=== Supplied passage ===
━━━━━━━━
The business difference
Part of what gives Columbus its appeal, Meyer said, is the market itself. It’s a city with a small-town feel, and an attractive place for residents and businesses alike. Meyer also said state and local government agencies do a great job attracting businesses to the area and made it easy for global corporations, like Intel and Amgen, to set down roots with their factories. The conglomerates join companies like Bath & Body Works, Big Lots and Nationwide, which are all headquartered in Columbus.
Barton Hacker, the president of Associated Builders and Contractors’ Central Ohio chapter in Columbus, agreed.
“Part of the growth in Columbus has been a result of a concerted effort by the city and its economic development,” Hacker told Construction Dive.
And that development has paid off — in 2022, across the semiconductor, electric vehicle and life sciences industries, businesses broke ground on 75 projects, with 46 leads for the future, according to regional economic development consortium One Columbus.
Columbus’ GDP has grown sharply over the past two decades
“Business is as good as it’s ever been,” Hacker said of the construction industry.
Meyer provided more optimism for area contractors. Large conglomerates in the area, like Intel and Amgen, which is building a large biomanufacturing plant in New Albany, are investing money in new billion-dollar facilities, training workers and helping to develop the region’s labor force.
“I think that’s not just going to make changes currently, but long term, it’s going to have a significant impact on the Columbus market,” Meyer said.
Boots on the ground
Despite the success, both Hacker and Meyer pointed to the Achilles’ heel of this feverish level of construction activity: finding enough workers to staff projects.
━━━━━━━━
=== Problem to work on ===
Please carry on the article about construction growth in Columbus, starting after its final sentence.

=== Information supplied ===
━━━━━━━━
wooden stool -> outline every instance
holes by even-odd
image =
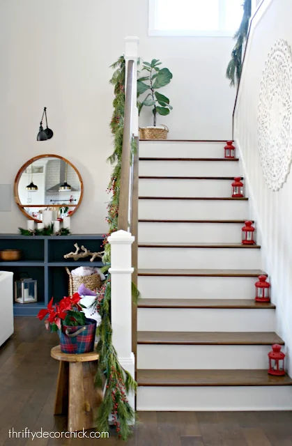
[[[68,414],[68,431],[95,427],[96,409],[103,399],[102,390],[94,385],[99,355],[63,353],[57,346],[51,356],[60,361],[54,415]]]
━━━━━━━━
=== Result below ===
Labor issues aren’t unique to the Columbus region. Contractors across the country are scrambling to adequately fill their jobs, even as the broader job market cools off from a scorching summer. July’s job report noted that construction has 363,000 open positions, which, compared to June, is a 23,000-job decrease, but still 10,000 up from a year ago.
This leaves firms fighting for the same skilled labor that other employers are looking for on their projects, and it’s a pain point for both Meyer and Hacker.
“Everyone's struggling to get the work done with the limited workforce resources that we have,” Hacker said.
Part of the issue, Hacker said, is the industry’s struggle to find instructors and inspectors. Hacker said that not many tradespeople are opting for these positions because it’s far more profitable to work in the field than to train.
The industry’s strategy is to invest in training and continuing education for workers, Meyer said.
But at the moment, everyone is feeling the squeeze, including a sector that’s seeing record growth.
Meyer predicts that over the next decade, Columbus will continue to expand, albeit not at the breakneck pace of the last few years, and he believes the Central Ohio market will continue to be very attractive.
“Right now, we really don't see things slowing down,” Meyer said.